_Text under study_
Quite a few years ago, I was at a dinner party with a bunch of friends. Some of those people I'd known literally all my life, others didn't know me all that well.

One of the "newish" people at the party started asking me about my love-life (sadly, it was then as it is now...single). This is NOT my favorite topic at all, because of many reasons, some of which are that conversations on this topic inevitably lead to the person feeling as if he/she needs to reassure me that "the right one is coming, just be patient" (gag me now), or they reach over, stroke their partner's arm, and say something along the lines of, "I'm so glad I'm not on the dating scene anymore. How DO you do it?" (that one just makes me want to bang my head against the nearest concrete wall. Better yet, maybe bang THAT PERSON'S head...). No matter what happens, I always end up feeling sub-human and condescended to, because I haven't found "Mr. Right (now)."

This night's conversation started off in the same manner:

Annoying-can't-not-ask-invasive-personal-questions-person: "Jane, you're so amazing, so smart, so funny (personal note: I agree! She could've just stopped THERE)...what's wrong with men these days?"

Me: "Excuse me?"

ACNAIPQP: "Well, why aren't you dating anyone?"

Me: "Again, excuse me?"

_Source information_
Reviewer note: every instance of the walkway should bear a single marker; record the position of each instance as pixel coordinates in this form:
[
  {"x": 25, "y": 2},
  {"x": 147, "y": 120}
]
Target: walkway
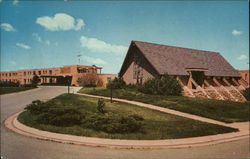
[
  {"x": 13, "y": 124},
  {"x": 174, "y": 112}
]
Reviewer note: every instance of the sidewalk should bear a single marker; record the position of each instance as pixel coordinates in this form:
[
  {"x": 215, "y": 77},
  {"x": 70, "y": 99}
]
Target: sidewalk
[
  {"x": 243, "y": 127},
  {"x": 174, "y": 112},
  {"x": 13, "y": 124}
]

==

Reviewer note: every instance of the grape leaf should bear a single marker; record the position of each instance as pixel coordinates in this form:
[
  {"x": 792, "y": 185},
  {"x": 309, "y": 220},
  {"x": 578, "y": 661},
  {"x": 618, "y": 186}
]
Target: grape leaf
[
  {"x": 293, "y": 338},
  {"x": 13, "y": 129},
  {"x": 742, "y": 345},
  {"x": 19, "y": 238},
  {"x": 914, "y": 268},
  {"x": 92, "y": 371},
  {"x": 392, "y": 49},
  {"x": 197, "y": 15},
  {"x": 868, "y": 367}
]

---

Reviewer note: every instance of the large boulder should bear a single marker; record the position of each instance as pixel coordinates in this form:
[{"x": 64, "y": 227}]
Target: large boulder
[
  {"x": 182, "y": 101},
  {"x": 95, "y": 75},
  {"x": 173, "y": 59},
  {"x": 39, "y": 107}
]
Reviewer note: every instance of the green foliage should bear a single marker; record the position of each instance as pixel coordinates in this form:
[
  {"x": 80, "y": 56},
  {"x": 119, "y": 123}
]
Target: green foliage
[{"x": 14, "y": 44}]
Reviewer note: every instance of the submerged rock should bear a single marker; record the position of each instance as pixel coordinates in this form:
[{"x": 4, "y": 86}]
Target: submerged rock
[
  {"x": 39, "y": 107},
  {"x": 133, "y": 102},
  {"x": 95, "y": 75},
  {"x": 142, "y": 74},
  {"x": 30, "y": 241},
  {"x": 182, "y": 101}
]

_Activities_
• a. Summarize the dinner-party anecdote in two sentences.
• b. Proceed with the dinner-party anecdote from its final line.
The data was taken from a separate source.

_Results_
• a. Years ago at a dinner party, the writer, single then as now, was asked about her love life by one of the guests who did not know her well. She dislikes the topic because such conversations always leave her feeling sub-human and condescended to, and this one began the same way, with the guest asking why she wasn't dating anyone and her answering "Excuse me?" twice.

• b.
ACNAIPQP: "Well, you're fantastic. Why can't men see it? Why aren't you dating anyone??"

Me: "Thank you for telling me I'm fantastic, but I can't say why men haven't seen it."

ACNAIPQP: "Well, have you dated? Why aren't you with somebody?"

Me: "Honestly, ACNAIPQP, I haven't found a man who can convince me that life with him is better than life without him." (Another personal note: 1) That's a stinking-fantastic line! Not only is it the truth, but it usually stops the person right then and there. 2) For those of you suddenly wanting to defend the men of this world, please know that I DO give them chances...I don't just write a guy off at the end of the first meeting...or date...or sixth date. I just know that an "US" is supposed to be better than just "ME." So then, I date, I enjoy getting to know guys, but until "US" is better than "ME," it's just not worth it.)

ACNAIPQP: "Yeah. NO. Seriously, what is WRONG with men?"

(I think she honestly expected me to have an answer for this!)

Me: ----? (I didn't have anything to say to that. At all.)

ACNAIPQP: "Aren't you lonely? I mean, how do you DO it all by yourself?" (Yep. She went there.)

Me: ----? (There might've been a few incredulous looks, and my mouth might've been doing the "fish" thing. I had NOTHING to say to her at that point.)

This is where my savior rode in on a white horse. Okay, really, he was sitting at the other end of the table; but in my mind, when I remember this scenario, he's on a large, white horse, riding up to the dinner table.

Kobster (that's what I call him): "You know, ACNAIPQP, I think we're looking at this in a totally different way."

ACNAIPQP: "What do you mean?"

Kobster: "I think you're looking at Jane as you look at yourself, but she's a very different person than you are."

The man had everyone's attention at that point. Did I mention that it was a LARGE dinner party? Yep.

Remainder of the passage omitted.